◆ Given problem
Rewrite the ppxf changelog from the words "V8.2.3: MC, Oxford, 5" through "report and fix.", changing "velscale" to "velocity_scale" throughout.

◆ Source text
· · · · · · ·

V8.2.4: MC, Oxford, 12 May 2023

  • ppxf: Fixed incorrectly switching to method='linear' when requesting to fit stellar reddening alone, while all other parameters are fixed. Thanks to Jong Chul Lee (kasi.re.kr) for a clear example of reproducing the bug.

V8.2.3: MC, Oxford, 5 January 2023

  • ppxf: Fixed program stop when fitting both sky spectra and gas emission lines. Many thanks to Adarsh Ranjan (kasi.re.kr) for a clear example of reproducing the problem and for the bug fix.

  • ppxf: Raise an error if velscale is not a scalar. Updated example procedures. This fixes a program stop due to a change in NumPy 1.24.

  • ppxf_util: Changed log_rebin to return velscale as a scalar.

  • New example procedure ppxf_example_gas_sdss_tied.py to illustrate the use of the tied and constr_kinem keywords.

V8.2.2: MC, Oxford, 11 October 2022

  • ppxf: Fixed program stop with tied or fixed keywords and nonlinear variables in addition to the kinematics. Thanks to Tobias Looser (cam.ac.uk) for the report and fix.

V8.2.1: MC, Oxford, 3 September 2022

  • ppxf: New keyword dust which allows one to associate different general attenuation functions to different sets of templates. This is useful for example to apply three different attenuation functions to the young and old stellar templates and to the gas emission lines respectively.

  • ppxf: Uses A_V instead of E(B-V) to parametrize attenuation, when using the now-obsolete keywords reddening and gas_reddening.

  • ppxf: New default function attenuation(). However, one can now use general attenuation functions with an arbitrary number of bound or fixed parameters.

  • ppxf: New internal functions set_lam_input, set_gas_input, set_dust_input, set_phot_input to organize the code.

  • ppxf: Improved vertical scaling of default plots.

  • ppxf: New keywords pp.plot(spec=True, phot=True) to plot only the photometric or spectroscopic best fits respectively.

  • ppxf_util: New function varsmooth for Gaussian convolution with a variable sigma. Unlike the similar gaussian_filter1d, this new function uses FFT and the analytic Fourier Transform of a Gaussian, like ppxf.

  • ppxf_util: Included additional gas emission lines in emission_lines().

  • capfit: Use scipy.optimize.linprog(method='highs') to find feasible starting point in lsq_lin. This eliminates possible program stops in certain situations with linearly dependent constraints.

  • capfit: Set default linear_method='lsq_lin'. This removes the need to install cvxopt when using constr_kinem in pPXF.

V8.1.0: MC, Oxford, 10 June 2022

  • ppxf: More accurate determination of the range for truncating the templates when passing both lam_temp and lam.

  • ppxf: Check for lam or lam_temp consistency with velscale and return an error if they do not match.

  • ppxf: Use micrometre units and denser tick labels for the logarithmic wavelength axis.

  • ppxf_util.synthetic_photometry: moved from miles_util and made it independent of the stellar library. Adopted the same filter file format as EAZY, FAST, HyperZ… for interoperability. Allow passing a file with user-defined filter response functions.

  • ppxf_util.log_rebin: Support irregularly sampled input wavelength.

· · · · · · ·

◆ Given material
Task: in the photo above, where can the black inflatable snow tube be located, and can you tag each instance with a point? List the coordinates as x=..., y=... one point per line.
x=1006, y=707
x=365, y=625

· · · · · · ·

◆ Result for this exercise
V8.2.3: MC, Oxford, 5 January 2023

  • ppxf: Fixed program stop when fitting both sky spectra and gas emission lines. Many thanks to Adarsh Ranjan (kasi.re.kr) for a clear example of reproducing the problem and for the bug fix.

  • ppxf: Raise an error if velocity_scale is not a scalar. Updated example procedures. This fixes a program stop due to a change in NumPy 1.24.

  • ppxf_util: Changed log_rebin to return velocity_scale as a scalar.

  • New example procedure ppxf_example_gas_sdss_tied.py to illustrate the use of the tied and constr_kinem keywords.

V8.2.2: MC, Oxford, 11 October 2022

  • ppxf: Fixed program stop with tied or fixed keywords and nonlinear variables in addition to the kinematics. Thanks to Tobias Looser (cam.ac.uk) for the report and fix.